** Given problem **
Count the lines in the material below that contain the word "instances". Reply with the number only.

####################

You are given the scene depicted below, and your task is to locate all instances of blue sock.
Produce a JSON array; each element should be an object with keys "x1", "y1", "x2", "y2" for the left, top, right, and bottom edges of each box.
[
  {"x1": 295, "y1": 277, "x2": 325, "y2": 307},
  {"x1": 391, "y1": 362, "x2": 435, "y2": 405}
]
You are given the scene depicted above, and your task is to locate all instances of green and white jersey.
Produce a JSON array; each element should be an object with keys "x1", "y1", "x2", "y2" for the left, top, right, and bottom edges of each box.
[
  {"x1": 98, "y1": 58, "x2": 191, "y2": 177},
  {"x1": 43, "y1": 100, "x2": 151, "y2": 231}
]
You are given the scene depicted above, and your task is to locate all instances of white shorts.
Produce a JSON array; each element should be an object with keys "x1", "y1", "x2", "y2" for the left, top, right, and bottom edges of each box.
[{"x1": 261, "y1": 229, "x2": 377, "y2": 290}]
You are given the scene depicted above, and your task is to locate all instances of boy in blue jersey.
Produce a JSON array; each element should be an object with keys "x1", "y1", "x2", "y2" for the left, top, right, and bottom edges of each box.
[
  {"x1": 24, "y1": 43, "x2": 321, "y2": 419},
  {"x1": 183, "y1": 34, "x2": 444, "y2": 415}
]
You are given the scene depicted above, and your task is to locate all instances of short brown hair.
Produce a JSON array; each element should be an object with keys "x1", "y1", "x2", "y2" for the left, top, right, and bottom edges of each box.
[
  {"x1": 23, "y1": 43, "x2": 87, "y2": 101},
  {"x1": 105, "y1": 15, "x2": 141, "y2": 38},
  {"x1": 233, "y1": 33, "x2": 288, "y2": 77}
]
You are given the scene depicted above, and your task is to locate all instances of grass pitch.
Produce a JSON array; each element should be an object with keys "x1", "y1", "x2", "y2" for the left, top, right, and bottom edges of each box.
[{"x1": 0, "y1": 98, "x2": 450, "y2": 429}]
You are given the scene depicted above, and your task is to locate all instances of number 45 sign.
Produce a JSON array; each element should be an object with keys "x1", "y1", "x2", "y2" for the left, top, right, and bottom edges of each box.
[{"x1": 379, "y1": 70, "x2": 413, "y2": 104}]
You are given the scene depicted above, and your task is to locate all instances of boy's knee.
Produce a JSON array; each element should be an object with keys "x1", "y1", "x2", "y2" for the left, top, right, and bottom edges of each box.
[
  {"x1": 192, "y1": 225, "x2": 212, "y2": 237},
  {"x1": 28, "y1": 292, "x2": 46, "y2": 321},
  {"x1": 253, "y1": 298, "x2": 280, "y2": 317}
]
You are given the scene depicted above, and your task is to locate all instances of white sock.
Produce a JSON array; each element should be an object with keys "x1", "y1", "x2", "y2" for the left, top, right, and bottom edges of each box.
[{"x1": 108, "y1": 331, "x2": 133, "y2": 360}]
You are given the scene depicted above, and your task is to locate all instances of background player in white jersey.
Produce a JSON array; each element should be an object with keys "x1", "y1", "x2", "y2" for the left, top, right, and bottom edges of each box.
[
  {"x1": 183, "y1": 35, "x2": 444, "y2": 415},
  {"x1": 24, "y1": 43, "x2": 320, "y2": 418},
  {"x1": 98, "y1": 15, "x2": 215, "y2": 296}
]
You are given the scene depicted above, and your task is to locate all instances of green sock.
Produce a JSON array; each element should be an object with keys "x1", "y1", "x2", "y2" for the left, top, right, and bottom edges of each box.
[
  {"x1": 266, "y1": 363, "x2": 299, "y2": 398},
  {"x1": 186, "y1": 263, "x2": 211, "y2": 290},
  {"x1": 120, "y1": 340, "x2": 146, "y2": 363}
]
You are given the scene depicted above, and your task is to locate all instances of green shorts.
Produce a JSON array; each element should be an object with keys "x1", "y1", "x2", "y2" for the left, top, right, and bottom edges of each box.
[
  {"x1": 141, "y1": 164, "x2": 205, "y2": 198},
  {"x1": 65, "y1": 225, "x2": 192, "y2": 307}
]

####################

** Answer to this problem **
12